--- BEGIN Material to process ---

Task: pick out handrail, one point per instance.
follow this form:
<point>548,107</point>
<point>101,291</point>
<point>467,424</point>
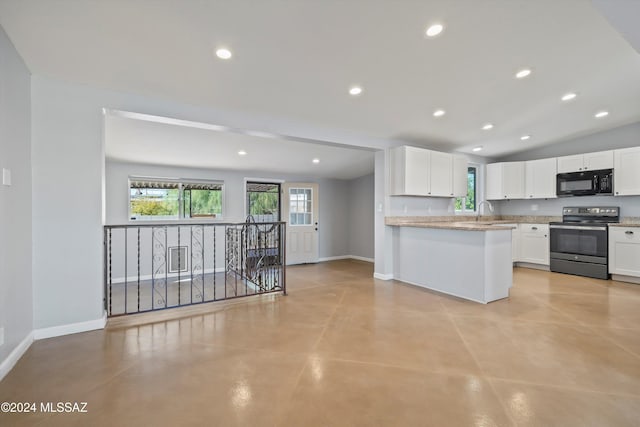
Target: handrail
<point>161,265</point>
<point>147,224</point>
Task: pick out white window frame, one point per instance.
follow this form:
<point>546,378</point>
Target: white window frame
<point>181,182</point>
<point>479,179</point>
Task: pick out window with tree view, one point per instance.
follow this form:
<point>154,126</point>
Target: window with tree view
<point>173,199</point>
<point>263,201</point>
<point>468,203</point>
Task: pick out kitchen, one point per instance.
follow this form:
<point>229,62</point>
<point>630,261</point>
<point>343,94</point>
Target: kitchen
<point>591,241</point>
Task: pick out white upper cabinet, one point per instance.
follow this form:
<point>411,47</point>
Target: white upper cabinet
<point>540,179</point>
<point>421,172</point>
<point>626,178</point>
<point>505,180</point>
<point>460,167</point>
<point>409,173</point>
<point>441,169</point>
<point>588,161</point>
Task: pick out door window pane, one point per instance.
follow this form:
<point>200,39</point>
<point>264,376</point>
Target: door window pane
<point>300,206</point>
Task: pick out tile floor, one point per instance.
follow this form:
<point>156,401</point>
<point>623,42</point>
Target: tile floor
<point>344,349</point>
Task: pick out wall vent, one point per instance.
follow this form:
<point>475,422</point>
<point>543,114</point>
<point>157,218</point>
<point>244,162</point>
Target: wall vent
<point>178,261</point>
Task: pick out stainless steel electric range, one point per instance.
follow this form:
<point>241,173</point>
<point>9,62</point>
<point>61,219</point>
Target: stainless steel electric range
<point>579,244</point>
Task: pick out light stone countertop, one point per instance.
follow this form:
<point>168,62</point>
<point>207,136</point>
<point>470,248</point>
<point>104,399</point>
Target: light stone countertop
<point>467,222</point>
<point>451,225</point>
<point>627,224</point>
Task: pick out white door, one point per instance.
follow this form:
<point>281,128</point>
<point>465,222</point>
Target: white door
<point>300,211</point>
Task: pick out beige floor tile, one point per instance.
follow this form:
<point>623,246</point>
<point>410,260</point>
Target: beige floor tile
<point>597,310</point>
<point>548,353</point>
<point>392,296</point>
<point>427,342</point>
<point>335,393</point>
<point>546,282</point>
<point>533,405</point>
<point>344,348</point>
<point>521,305</point>
<point>625,338</point>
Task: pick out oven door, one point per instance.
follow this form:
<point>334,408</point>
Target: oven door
<point>579,241</point>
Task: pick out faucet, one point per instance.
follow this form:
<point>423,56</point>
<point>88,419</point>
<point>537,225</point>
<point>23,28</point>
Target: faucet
<point>480,206</point>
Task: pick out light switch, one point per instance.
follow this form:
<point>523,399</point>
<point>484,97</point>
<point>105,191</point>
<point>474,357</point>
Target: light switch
<point>6,176</point>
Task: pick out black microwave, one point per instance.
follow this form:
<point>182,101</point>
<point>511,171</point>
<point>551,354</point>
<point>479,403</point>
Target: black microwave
<point>586,183</point>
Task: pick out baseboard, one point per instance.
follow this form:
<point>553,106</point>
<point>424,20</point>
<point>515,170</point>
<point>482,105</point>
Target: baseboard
<point>628,279</point>
<point>11,360</point>
<point>532,266</point>
<point>71,328</point>
<point>335,258</point>
<point>361,258</point>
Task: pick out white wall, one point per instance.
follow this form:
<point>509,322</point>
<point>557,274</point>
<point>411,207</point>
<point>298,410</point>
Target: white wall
<point>68,167</point>
<point>361,216</point>
<point>67,161</point>
<point>16,298</point>
<point>334,207</point>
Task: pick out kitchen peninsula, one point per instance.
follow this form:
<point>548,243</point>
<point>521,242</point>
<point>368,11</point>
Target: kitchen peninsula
<point>470,260</point>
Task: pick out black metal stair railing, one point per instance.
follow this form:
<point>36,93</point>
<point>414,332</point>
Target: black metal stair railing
<point>158,266</point>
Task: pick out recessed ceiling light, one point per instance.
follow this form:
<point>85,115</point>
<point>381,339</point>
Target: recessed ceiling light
<point>223,53</point>
<point>434,30</point>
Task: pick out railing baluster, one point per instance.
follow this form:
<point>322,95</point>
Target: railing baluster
<point>179,266</point>
<point>254,255</point>
<point>126,270</point>
<point>138,268</point>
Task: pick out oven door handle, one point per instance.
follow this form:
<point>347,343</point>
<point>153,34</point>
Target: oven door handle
<point>578,227</point>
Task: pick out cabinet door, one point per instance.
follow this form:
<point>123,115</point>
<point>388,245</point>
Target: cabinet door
<point>460,171</point>
<point>626,178</point>
<point>441,171</point>
<point>513,180</point>
<point>494,181</point>
<point>409,171</point>
<point>598,160</point>
<point>624,251</point>
<point>534,243</point>
<point>515,243</point>
<point>570,163</point>
<point>540,179</point>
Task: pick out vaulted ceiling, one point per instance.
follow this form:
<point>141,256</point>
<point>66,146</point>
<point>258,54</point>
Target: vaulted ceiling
<point>298,59</point>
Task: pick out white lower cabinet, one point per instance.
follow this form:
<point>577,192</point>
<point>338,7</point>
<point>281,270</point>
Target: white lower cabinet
<point>624,251</point>
<point>534,243</point>
<point>515,242</point>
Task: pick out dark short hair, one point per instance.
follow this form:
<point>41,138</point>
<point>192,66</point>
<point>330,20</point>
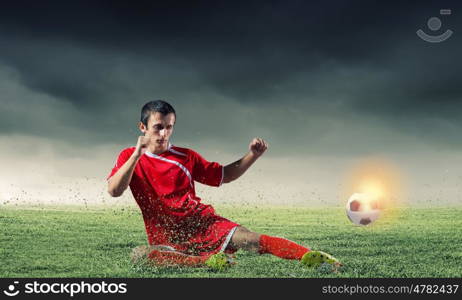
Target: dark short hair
<point>155,106</point>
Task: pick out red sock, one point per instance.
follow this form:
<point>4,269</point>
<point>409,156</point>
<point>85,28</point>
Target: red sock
<point>164,258</point>
<point>281,247</point>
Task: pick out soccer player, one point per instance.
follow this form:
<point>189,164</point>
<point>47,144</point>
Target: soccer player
<point>181,229</point>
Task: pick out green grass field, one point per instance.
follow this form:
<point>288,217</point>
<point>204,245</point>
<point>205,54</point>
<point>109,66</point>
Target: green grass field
<point>78,242</point>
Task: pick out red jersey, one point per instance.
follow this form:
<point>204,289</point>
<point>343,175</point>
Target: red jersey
<point>163,187</point>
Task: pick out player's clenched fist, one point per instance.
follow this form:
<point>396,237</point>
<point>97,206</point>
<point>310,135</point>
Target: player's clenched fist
<point>258,146</point>
<point>142,145</point>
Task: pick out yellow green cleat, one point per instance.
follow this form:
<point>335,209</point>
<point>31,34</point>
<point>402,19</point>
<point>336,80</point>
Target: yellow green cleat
<point>218,262</point>
<point>316,259</point>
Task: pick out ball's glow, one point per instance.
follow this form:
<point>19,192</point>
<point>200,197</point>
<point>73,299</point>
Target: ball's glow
<point>363,208</point>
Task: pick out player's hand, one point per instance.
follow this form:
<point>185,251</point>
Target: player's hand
<point>142,145</point>
<point>258,146</point>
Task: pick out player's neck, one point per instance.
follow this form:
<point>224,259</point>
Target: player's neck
<point>159,150</point>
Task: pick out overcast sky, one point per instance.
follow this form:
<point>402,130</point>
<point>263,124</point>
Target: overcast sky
<point>326,84</point>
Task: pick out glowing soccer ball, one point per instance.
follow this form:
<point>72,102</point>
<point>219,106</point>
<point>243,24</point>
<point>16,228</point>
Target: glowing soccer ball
<point>363,209</point>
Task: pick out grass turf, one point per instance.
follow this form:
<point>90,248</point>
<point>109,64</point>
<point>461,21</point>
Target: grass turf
<point>78,242</point>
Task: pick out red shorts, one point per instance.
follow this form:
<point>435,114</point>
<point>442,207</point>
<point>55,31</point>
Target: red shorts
<point>196,235</point>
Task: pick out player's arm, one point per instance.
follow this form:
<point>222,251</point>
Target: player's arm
<point>234,170</point>
<point>120,181</point>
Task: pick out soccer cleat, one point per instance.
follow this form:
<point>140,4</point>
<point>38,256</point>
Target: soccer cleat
<point>218,262</point>
<point>315,259</point>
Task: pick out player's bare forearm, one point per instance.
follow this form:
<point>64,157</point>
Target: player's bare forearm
<point>235,170</point>
<point>120,181</point>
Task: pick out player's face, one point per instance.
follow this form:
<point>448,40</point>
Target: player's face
<point>159,129</point>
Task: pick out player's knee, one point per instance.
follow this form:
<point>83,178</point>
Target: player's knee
<point>139,254</point>
<point>244,238</point>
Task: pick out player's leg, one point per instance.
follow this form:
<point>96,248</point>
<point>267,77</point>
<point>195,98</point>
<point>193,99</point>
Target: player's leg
<point>265,244</point>
<point>281,247</point>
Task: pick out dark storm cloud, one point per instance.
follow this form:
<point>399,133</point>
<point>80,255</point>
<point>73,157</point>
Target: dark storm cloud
<point>304,71</point>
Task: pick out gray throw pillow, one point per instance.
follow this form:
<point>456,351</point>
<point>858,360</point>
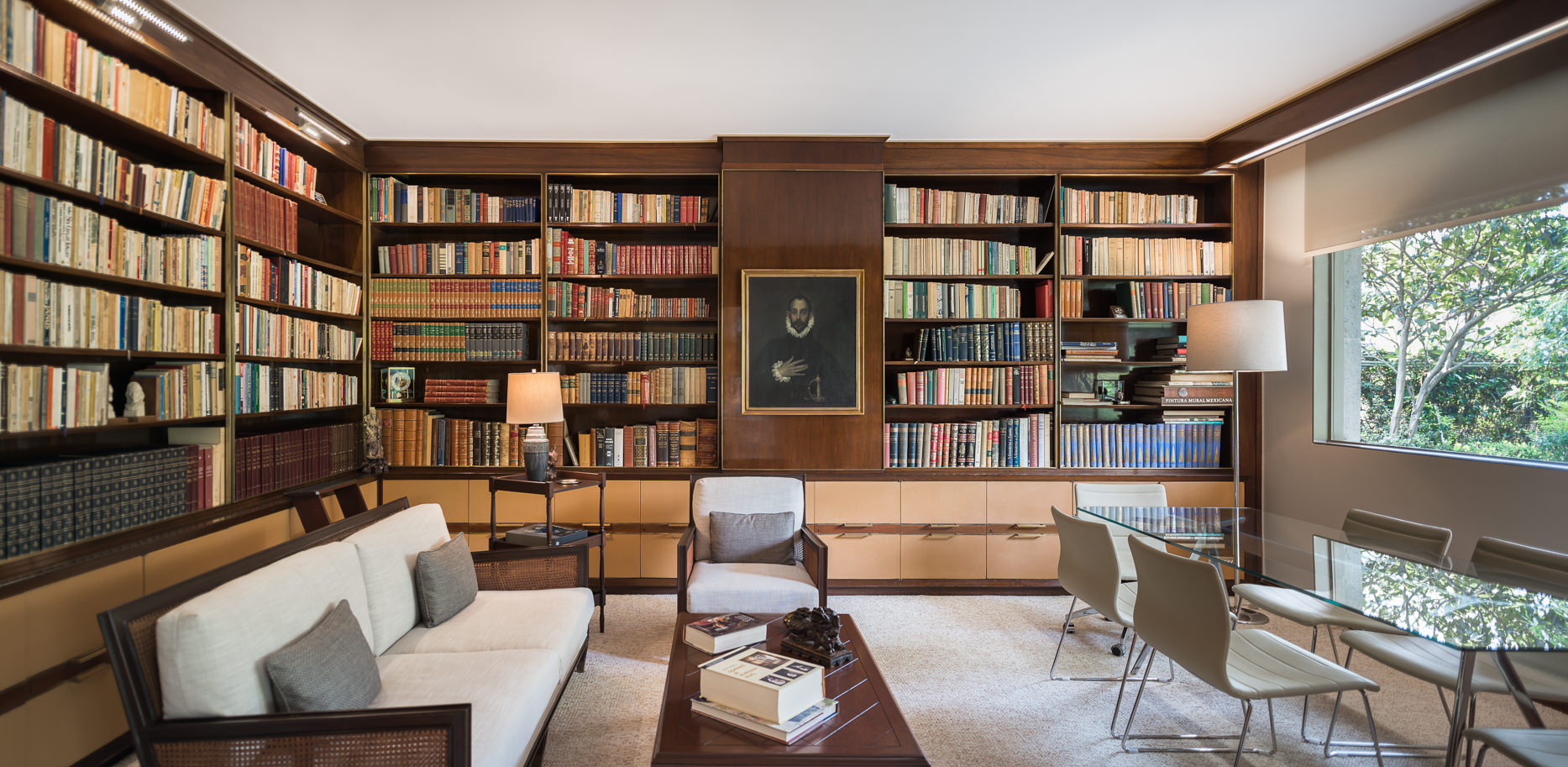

--- END Material to process ---

Requirements: Copy the listing from the line with "Task: pick out overcast" to the line with "<point>196,235</point>", requests included, and shift every coordinate in the answer points under each "Target" line up by 141. Leave the coordinates in the requests and their sample points unchanged.

In response:
Task: pick out overcast sky, one point per instance.
follow this form:
<point>402,130</point>
<point>263,124</point>
Target: overcast sky
<point>467,225</point>
Task: pick out glowing soccer ball, one point per instance.
follow this form:
<point>72,102</point>
<point>219,106</point>
<point>243,24</point>
<point>16,228</point>
Target: glowing soccer ball
<point>504,350</point>
Task: pick out grass turf, one point per instance.
follow this form:
<point>90,248</point>
<point>109,64</point>
<point>461,21</point>
Target: grass turf
<point>219,383</point>
Task: pick out red shorts, one point per instance.
follow this form:
<point>435,114</point>
<point>442,207</point>
<point>55,31</point>
Target: red shorts
<point>337,376</point>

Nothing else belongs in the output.